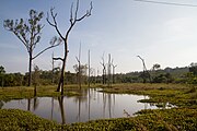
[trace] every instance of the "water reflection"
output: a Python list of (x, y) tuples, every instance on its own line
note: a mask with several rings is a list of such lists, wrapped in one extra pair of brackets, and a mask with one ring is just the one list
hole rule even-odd
[(59, 123), (82, 122), (103, 118), (124, 117), (124, 110), (132, 115), (141, 109), (155, 109), (155, 105), (137, 103), (147, 96), (107, 94), (101, 88), (82, 90), (82, 96), (76, 97), (35, 97), (3, 103), (2, 108), (30, 110), (43, 118)]

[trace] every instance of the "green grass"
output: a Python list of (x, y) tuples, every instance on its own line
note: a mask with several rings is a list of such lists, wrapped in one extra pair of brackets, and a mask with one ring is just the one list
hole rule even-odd
[[(85, 88), (86, 86), (82, 86)], [(196, 86), (182, 84), (115, 84), (112, 87), (102, 87), (106, 93), (148, 95), (150, 99), (141, 102), (171, 103), (178, 108), (141, 110), (136, 117), (94, 120), (89, 122), (59, 124), (39, 118), (30, 111), (19, 109), (0, 109), (0, 130), (92, 130), (92, 131), (196, 131), (197, 130), (197, 90)], [(39, 86), (37, 96), (60, 96), (55, 92), (56, 86)], [(33, 87), (4, 87), (0, 88), (0, 100), (13, 98), (28, 98), (34, 96)], [(78, 85), (67, 85), (67, 95), (80, 95)], [(162, 106), (162, 105), (159, 105)], [(129, 110), (126, 110), (129, 111)]]
[(3, 131), (196, 131), (197, 110), (187, 108), (142, 110), (138, 112), (137, 117), (61, 126), (39, 118), (30, 111), (0, 109), (0, 130)]

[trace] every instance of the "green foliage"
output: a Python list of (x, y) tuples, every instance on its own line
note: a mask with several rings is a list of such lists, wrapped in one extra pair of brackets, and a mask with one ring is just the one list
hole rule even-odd
[(63, 131), (195, 131), (197, 110), (175, 108), (142, 110), (136, 117), (93, 120), (84, 123), (58, 124), (30, 111), (0, 109), (0, 130), (63, 130)]

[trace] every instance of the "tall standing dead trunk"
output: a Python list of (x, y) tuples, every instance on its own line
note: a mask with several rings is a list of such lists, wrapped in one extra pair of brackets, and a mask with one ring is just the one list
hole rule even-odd
[(31, 86), (32, 81), (32, 52), (30, 52), (28, 58), (28, 86)]
[(56, 32), (58, 33), (58, 35), (60, 36), (60, 38), (63, 40), (65, 44), (65, 53), (63, 53), (63, 58), (56, 58), (56, 59), (60, 59), (62, 61), (62, 67), (61, 67), (61, 75), (59, 79), (59, 84), (57, 87), (57, 92), (61, 92), (61, 94), (63, 94), (63, 79), (65, 79), (65, 68), (66, 68), (66, 61), (67, 61), (67, 57), (68, 57), (68, 37), (70, 32), (72, 31), (73, 26), (82, 21), (83, 19), (88, 17), (91, 15), (91, 11), (92, 11), (92, 2), (90, 3), (90, 9), (86, 11), (86, 13), (84, 13), (81, 17), (78, 17), (78, 10), (79, 10), (79, 0), (77, 1), (77, 5), (76, 5), (76, 11), (73, 14), (73, 3), (71, 5), (71, 10), (70, 10), (70, 26), (68, 28), (68, 31), (66, 32), (66, 35), (63, 36), (57, 25), (57, 21), (56, 21), (56, 16), (57, 13), (54, 14), (54, 8), (50, 9), (50, 15), (53, 17), (53, 22), (49, 21), (49, 15), (47, 15), (47, 22), (49, 23), (49, 25), (51, 25), (53, 27), (55, 27)]

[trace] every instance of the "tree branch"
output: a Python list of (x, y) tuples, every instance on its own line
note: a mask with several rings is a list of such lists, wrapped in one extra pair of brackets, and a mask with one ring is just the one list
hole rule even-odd
[(61, 60), (61, 61), (63, 61), (62, 58), (53, 58), (53, 60)]
[(57, 26), (57, 22), (56, 22), (57, 13), (54, 14), (54, 9), (55, 9), (55, 8), (51, 8), (51, 9), (50, 9), (50, 15), (51, 15), (51, 17), (53, 17), (53, 23), (49, 21), (49, 14), (48, 14), (48, 12), (47, 12), (47, 17), (46, 17), (46, 20), (47, 20), (47, 22), (48, 22), (49, 25), (51, 25), (51, 26), (54, 26), (54, 27), (56, 28), (56, 31), (57, 31), (58, 35), (61, 37), (61, 39), (65, 40), (63, 36), (61, 35), (61, 33), (60, 33), (60, 31), (59, 31), (59, 28), (58, 28), (58, 26)]
[(45, 52), (46, 50), (50, 49), (50, 48), (54, 48), (54, 47), (57, 47), (59, 46), (60, 44), (57, 44), (57, 45), (53, 45), (53, 46), (49, 46), (47, 48), (45, 48), (44, 50), (42, 50), (40, 52), (38, 52), (35, 57), (33, 57), (32, 59), (35, 59), (37, 58), (39, 55), (42, 55), (43, 52)]

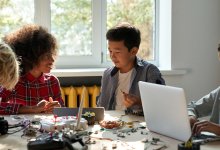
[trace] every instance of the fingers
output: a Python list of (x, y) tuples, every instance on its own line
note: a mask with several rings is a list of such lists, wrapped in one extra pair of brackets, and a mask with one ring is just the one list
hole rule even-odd
[(53, 98), (49, 97), (49, 102), (52, 103), (53, 102)]

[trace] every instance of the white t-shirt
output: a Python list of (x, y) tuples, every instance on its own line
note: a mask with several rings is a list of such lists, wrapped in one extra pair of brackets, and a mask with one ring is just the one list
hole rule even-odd
[(118, 76), (118, 86), (116, 89), (116, 110), (125, 110), (126, 107), (123, 104), (124, 96), (123, 92), (129, 93), (129, 88), (130, 88), (130, 81), (131, 81), (131, 74), (133, 72), (133, 69), (131, 69), (129, 72), (126, 73), (120, 73), (119, 71), (119, 76)]

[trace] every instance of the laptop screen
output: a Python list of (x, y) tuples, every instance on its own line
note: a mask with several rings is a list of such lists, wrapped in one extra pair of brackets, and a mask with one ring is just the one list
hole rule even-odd
[(150, 131), (187, 141), (191, 128), (182, 88), (139, 81), (141, 101)]

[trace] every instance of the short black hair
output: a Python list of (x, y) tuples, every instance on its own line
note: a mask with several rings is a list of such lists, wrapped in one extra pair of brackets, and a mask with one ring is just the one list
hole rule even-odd
[(111, 28), (106, 33), (109, 41), (124, 41), (124, 45), (130, 51), (133, 47), (139, 48), (141, 43), (141, 33), (136, 27), (127, 22), (122, 22)]

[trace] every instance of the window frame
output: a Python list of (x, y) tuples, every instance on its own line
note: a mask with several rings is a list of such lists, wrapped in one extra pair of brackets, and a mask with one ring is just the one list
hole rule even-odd
[[(155, 60), (148, 61), (159, 66), (159, 0), (155, 1), (154, 19), (154, 55)], [(34, 0), (35, 16), (34, 21), (51, 31), (51, 11), (50, 0)], [(92, 3), (92, 55), (91, 56), (59, 56), (56, 60), (56, 68), (103, 68), (112, 66), (111, 61), (107, 61), (107, 41), (106, 33), (106, 0), (91, 0)], [(97, 34), (98, 33), (98, 34)], [(59, 43), (59, 41), (58, 41)], [(101, 44), (100, 44), (101, 43)]]

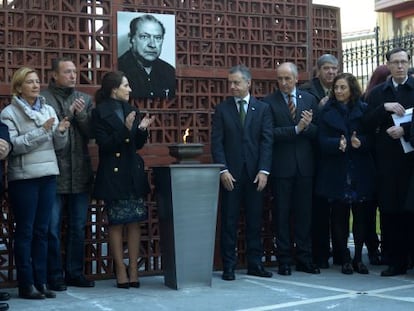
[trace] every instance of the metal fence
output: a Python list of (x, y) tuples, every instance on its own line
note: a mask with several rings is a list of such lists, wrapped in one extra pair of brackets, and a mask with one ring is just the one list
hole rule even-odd
[[(379, 65), (385, 64), (385, 54), (395, 47), (403, 47), (411, 55), (414, 52), (414, 33), (387, 40), (378, 40), (378, 31), (371, 37), (345, 42), (342, 51), (343, 71), (356, 76), (363, 90), (367, 86), (371, 73)], [(413, 59), (411, 59), (413, 66)]]

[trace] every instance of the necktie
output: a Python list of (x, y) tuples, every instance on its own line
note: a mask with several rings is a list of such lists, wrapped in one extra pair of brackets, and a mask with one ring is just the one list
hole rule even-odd
[(293, 120), (295, 120), (296, 118), (296, 106), (293, 103), (293, 95), (292, 94), (288, 94), (288, 108), (290, 111), (290, 116), (292, 117)]
[(244, 119), (246, 119), (246, 110), (244, 110), (244, 105), (246, 104), (246, 101), (244, 99), (241, 99), (237, 101), (239, 104), (239, 115), (240, 115), (240, 121), (242, 125), (244, 125)]

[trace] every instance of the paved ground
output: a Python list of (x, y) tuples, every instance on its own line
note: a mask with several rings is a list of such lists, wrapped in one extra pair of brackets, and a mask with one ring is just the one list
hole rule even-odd
[(10, 289), (10, 310), (24, 311), (129, 311), (129, 310), (414, 310), (414, 271), (384, 278), (384, 267), (370, 268), (369, 275), (344, 275), (339, 266), (320, 275), (293, 271), (280, 276), (276, 268), (270, 279), (248, 276), (239, 270), (236, 281), (221, 280), (213, 272), (211, 287), (173, 290), (164, 286), (162, 276), (141, 277), (139, 289), (117, 289), (115, 280), (98, 281), (93, 289), (70, 287), (56, 299), (29, 301), (17, 298)]

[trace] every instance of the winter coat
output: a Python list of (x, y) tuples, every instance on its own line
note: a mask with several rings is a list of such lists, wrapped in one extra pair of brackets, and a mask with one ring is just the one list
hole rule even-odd
[[(41, 94), (46, 98), (47, 103), (55, 108), (59, 120), (68, 117), (71, 122), (69, 143), (64, 149), (56, 152), (60, 169), (57, 192), (60, 194), (89, 192), (93, 183), (92, 162), (88, 148), (92, 136), (91, 97), (74, 88), (58, 87), (54, 82), (51, 82)], [(85, 100), (86, 108), (74, 115), (69, 111), (69, 107), (79, 97)]]
[[(129, 131), (116, 113), (121, 108), (126, 117), (136, 111)], [(107, 99), (92, 111), (92, 124), (99, 147), (94, 198), (103, 200), (129, 199), (131, 195), (144, 197), (149, 192), (144, 160), (137, 153), (147, 141), (148, 132), (138, 129), (139, 111), (130, 104)]]
[[(375, 194), (375, 167), (371, 154), (372, 139), (367, 135), (362, 117), (366, 103), (348, 106), (330, 99), (319, 115), (318, 141), (320, 157), (316, 177), (316, 193), (330, 200), (360, 202)], [(356, 132), (361, 142), (353, 148), (351, 137)], [(341, 135), (347, 141), (345, 152), (339, 149)]]
[[(7, 176), (9, 181), (58, 175), (55, 149), (65, 147), (67, 131), (61, 133), (55, 110), (46, 105), (45, 98), (39, 97), (40, 111), (35, 111), (24, 100), (13, 96), (0, 118), (9, 128), (13, 150), (8, 158)], [(52, 130), (43, 124), (55, 118)]]

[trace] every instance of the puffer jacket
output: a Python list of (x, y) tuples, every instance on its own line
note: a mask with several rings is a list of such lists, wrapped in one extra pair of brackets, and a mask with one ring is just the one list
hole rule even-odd
[[(56, 152), (60, 169), (57, 192), (60, 194), (89, 192), (93, 183), (92, 162), (88, 149), (89, 139), (92, 136), (90, 124), (92, 99), (74, 88), (58, 87), (53, 81), (41, 94), (46, 98), (47, 103), (55, 108), (59, 120), (68, 117), (71, 122), (69, 143), (64, 149)], [(86, 108), (74, 115), (69, 107), (79, 97), (85, 100)]]
[[(58, 175), (55, 149), (62, 149), (68, 141), (67, 131), (61, 133), (57, 127), (58, 118), (54, 109), (46, 105), (45, 98), (39, 97), (41, 108), (35, 111), (17, 96), (6, 106), (0, 119), (9, 128), (13, 150), (8, 158), (7, 176), (9, 181)], [(55, 118), (52, 130), (43, 124)]]

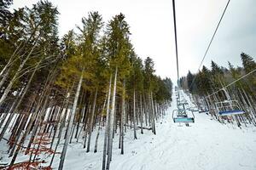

• • •

# Written instruction:
Arrange the rows in the part that opens with the line containing "[trace] every instance of the window frame" and closes with the line containing "44), (101, 43)]]" as a two-column CSV with the headers instruction and mask. Give one line per row, holding the row's request text and its answer, each in a single quoted field with line breaks replaced by spaces.

# Worked solution:
instruction,mask
"[trace] every instance of the window frame output: a Python list of (x, y) tuples, every instance on its own line note: a mask with several rings is a list of such lists, wrapped in one extra pair of brackets, and a mask with one ring is just the one list hole rule even-odd","[[(155, 60), (148, 61), (159, 66), (159, 0), (155, 1), (154, 19), (154, 55)], [(34, 0), (35, 16), (34, 21), (51, 31), (51, 11), (50, 0)], [(92, 3), (92, 55), (91, 56), (59, 56), (56, 60), (56, 68), (103, 68), (112, 66), (111, 61), (107, 61), (107, 41), (106, 33), (106, 0), (91, 0)], [(97, 34), (98, 33), (98, 34)], [(59, 43), (59, 41), (58, 41)], [(101, 44), (100, 44), (101, 43)]]"